QUOTED PASSAGE:
===============

Help!!! Grub is gone after vista install. How get grub back?

Heelp!!

I had opensuse 11.0 installed and was very pleased about it. But since I need windows for school now and then, I installed Windows Vista. I’m having bad feelings about it already since I lost grub and thus can not boot into opensuse anymore. Noooooo!

I knew this was going to happen, but back in suse 10.2 and 10.3 you could just throw in the installer cd, click install and instead of selecting new install you could click “repair existing system”. From there you could simply reinstall the bootloader. Now with the new 11.0, the live cd doesn’t have this option so I do not now how to get grub back. Please help! All solutions will do, I do not mind losing vista, but I really want my opensuse back!

-----BEGIN PGP SIGNED MESSAGE-----
Hash: SHA1

Download CD1 (or DVD1) of opensuse 11 and there should be a ‘Restore’ or
‘Repair’ option that will help you with Grub. In the future never
install windows after Linux as it always trashes the system this way.

Good luck.

suskewiet wrote:
> Heelp!!
>
> I had opensuse 11.0 installed and was very pleased about it. But since
> I need windows for school now and then, I installed Windows Vista. I’m
> having bad feelings about it already since I lost grub and thus can not
> boot into opensuse anymore. Noooooo!
>
> I knew this was going to happen, but back in suse 10.2 and 10.3 you
> could just throw in the installer cd, click install and instead of
> selecting new install you could click “repair existing system”. From
> there you could simply reinstall the bootloader. Now with the new 11.0,
> the live cd doesn’t have this option so I do not now how to get grub
> back. Please help! All solutions will do, I do not mind losing vista,
> but I really want my opensuse back!
>
>
-----BEGIN PGP SIGNATURE-----
Version: GnuPG v1.4.2 (GNU/Linux)

===============

BRIEF: Write out the help post from "Help!!! Grub is" to "vista, but I really want my opensuse back!", swapping every "opensuse" for "Ubuntu". The data after this point comes from a different source.

DATASET CONTENT:
===============

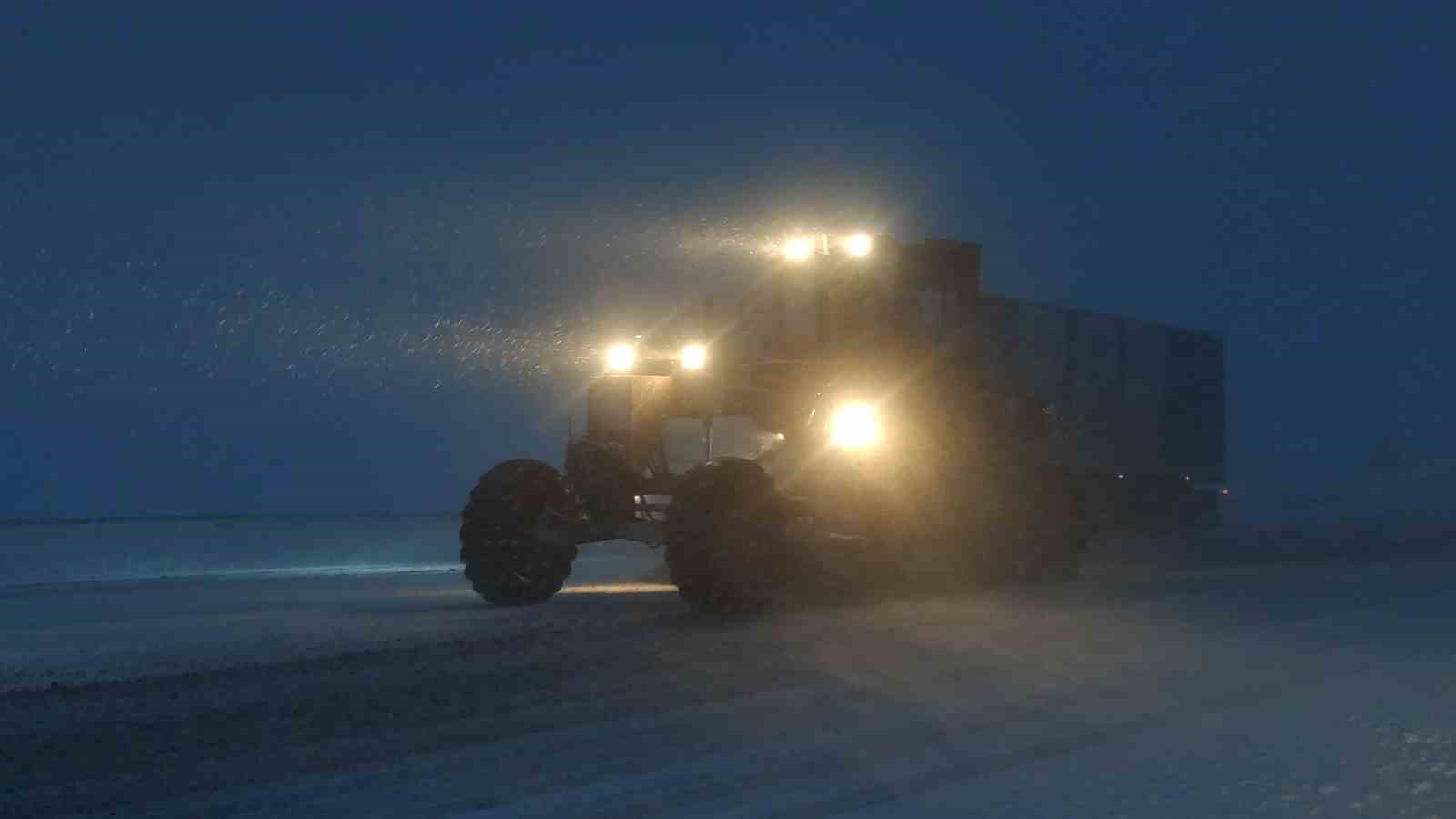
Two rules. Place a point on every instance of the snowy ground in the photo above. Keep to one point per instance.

===============

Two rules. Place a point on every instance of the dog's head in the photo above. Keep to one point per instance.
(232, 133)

===============

RESULT FOR THIS TASK:
Help!!! Grub is gone after vista install. How get grub back?

Heelp!!

I had Ubuntu 11.0 installed and was very pleased about it. But since I need windows for school now and then, I installed Windows Vista. I’m having bad feelings about it already since I lost grub and thus can not boot into Ubuntu anymore. Noooooo!

I knew this was going to happen, but back in suse 10.2 and 10.3 you could just throw in the installer cd, click install and instead of selecting new install you could click “repair existing system”. From there you could simply reinstall the bootloader. Now with the new 11.0, the live cd doesn’t have this option so I do not now how to get grub back. Please help! All solutions will do, I do not mind losing vista, but I really want my Ubuntu back!